==== Document text ====
[pypy-dev] Support for __getitem__ in rpython?

Armin Rigo arigo at tunes.org
Sun Dec 7 18:04:59 CET 2008

Hi Hakan,

On Thu, Dec 04, 2008 at 10:15:34AM +0100, Hakan Ardo wrote:
> I've started to play around with the pypy codebase with the intention
> to make obj[i] act like obj.__getitem__(i) for rpython objects.  The
> approach I tried was to add:

Calling __getitem__ in this way is not really supported, but here is how
I managed to get it work anyway.  It's only slightly more complicated:

    class __extend__(pairtype(SomeInstance, SomeObject)):
        def getitem((s_array, s_index)):
            # first generate a pseudo call to the helper
            bk = getbookkeeper()
            s_callable = bk.immutablevalue(do_getitem)
            args_s = [s_array, s_index]
            bk.emulate_pbc_call(('instance_getitem', s_array.knowntype),
                                s_callable, args_s)
            # then use your own trick to get the correct result
            return p.simple_call(s_index)

    # this is the helper
    def do_getitem(array, key):
        return array.__getitem__(key)
==== The data ====
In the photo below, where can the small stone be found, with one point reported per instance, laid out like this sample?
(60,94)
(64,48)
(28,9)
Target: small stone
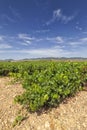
(47,125)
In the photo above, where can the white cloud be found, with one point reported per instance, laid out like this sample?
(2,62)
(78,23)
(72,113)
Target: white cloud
(26,39)
(7,18)
(1,38)
(14,12)
(42,31)
(59,16)
(83,39)
(5,46)
(79,28)
(57,39)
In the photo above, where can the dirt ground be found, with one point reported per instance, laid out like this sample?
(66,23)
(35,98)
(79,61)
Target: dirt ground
(71,115)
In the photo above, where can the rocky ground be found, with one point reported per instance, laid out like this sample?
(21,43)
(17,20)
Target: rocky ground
(70,115)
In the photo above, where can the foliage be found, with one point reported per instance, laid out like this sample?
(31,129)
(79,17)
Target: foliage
(46,83)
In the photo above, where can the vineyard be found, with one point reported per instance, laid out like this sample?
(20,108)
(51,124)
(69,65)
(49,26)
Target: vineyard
(46,83)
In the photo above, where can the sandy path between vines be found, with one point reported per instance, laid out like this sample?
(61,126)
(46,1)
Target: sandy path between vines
(68,116)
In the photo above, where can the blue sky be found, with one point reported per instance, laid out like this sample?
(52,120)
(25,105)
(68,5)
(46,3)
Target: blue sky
(43,28)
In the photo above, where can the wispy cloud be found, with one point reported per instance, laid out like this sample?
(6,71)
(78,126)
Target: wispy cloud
(7,18)
(26,39)
(14,12)
(84,39)
(57,39)
(78,28)
(42,31)
(5,46)
(59,16)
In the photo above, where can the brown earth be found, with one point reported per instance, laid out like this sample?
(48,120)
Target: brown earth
(71,115)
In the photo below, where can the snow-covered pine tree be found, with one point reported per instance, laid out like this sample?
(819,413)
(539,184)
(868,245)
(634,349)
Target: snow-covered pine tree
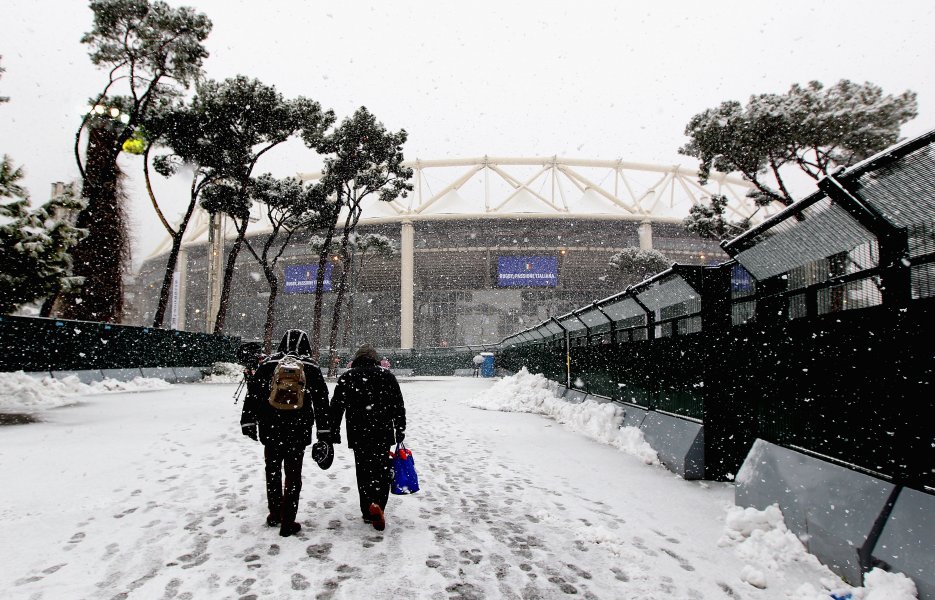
====
What to work on:
1 > Do these statements agree with the pypy-dev post? (a) The reply was written by Armin Rigo. (b) Hakan Ardo's message is dated Thursday, December 4, 2008. (c) The reply says calling __getitem__ this way is fully supported. Answer yes or no for each and quote the words of the post that settle it.
2 > Rewrite the dataset items from the line with "In the photo above, where can the vineyard" up to and including the last line of the dataset items, replacing "laid out like this sample" with "in the format of this sample" and leaving everything else the same. Leave out the pictures, and give only those lines.

Completed exercise:
1 >
(a) Yes: "Armin Rigo arigo at tunes.org"
(b) Yes: "On Thu, Dec 04, 2008 at 10:15:34AM +0100, Hakan Ardo wrote:"
(c) No: "Calling __getitem__ in this way is not really supported"

2 >
In the photo above, where can the vineyard be found, with one point reported per instance, in the format of this sample?
(20,108)
(51,124)
(69,65)
(49,26)
Target: vineyard
(46,83)
In the photo above, where can the sandy path between vines be found, with one point reported per instance, in the format of this sample?
(61,126)
(46,1)
Target: sandy path between vines
(68,116)
In the photo above, where can the blue sky be found, with one point reported per instance, in the format of this sample?
(52,120)
(25,105)
(68,5)
(46,3)
Target: blue sky
(43,28)
In the photo above, where can the wispy cloud be found, with one point reported per instance, in the format of this sample?
(6,71)
(78,126)
Target: wispy cloud
(7,18)
(26,39)
(14,12)
(84,39)
(57,39)
(78,28)
(42,31)
(5,46)
(59,16)
In the photo above, where can the brown earth be found, with one point reported per instance, in the format of this sample?
(48,120)
Target: brown earth
(71,115)
In the photo below, where can the snow-covered pine tree be found, with one point reported per instance, in the format of this sample?
(819,413)
(539,184)
(868,245)
(634,349)
Target: snow-covered pine tree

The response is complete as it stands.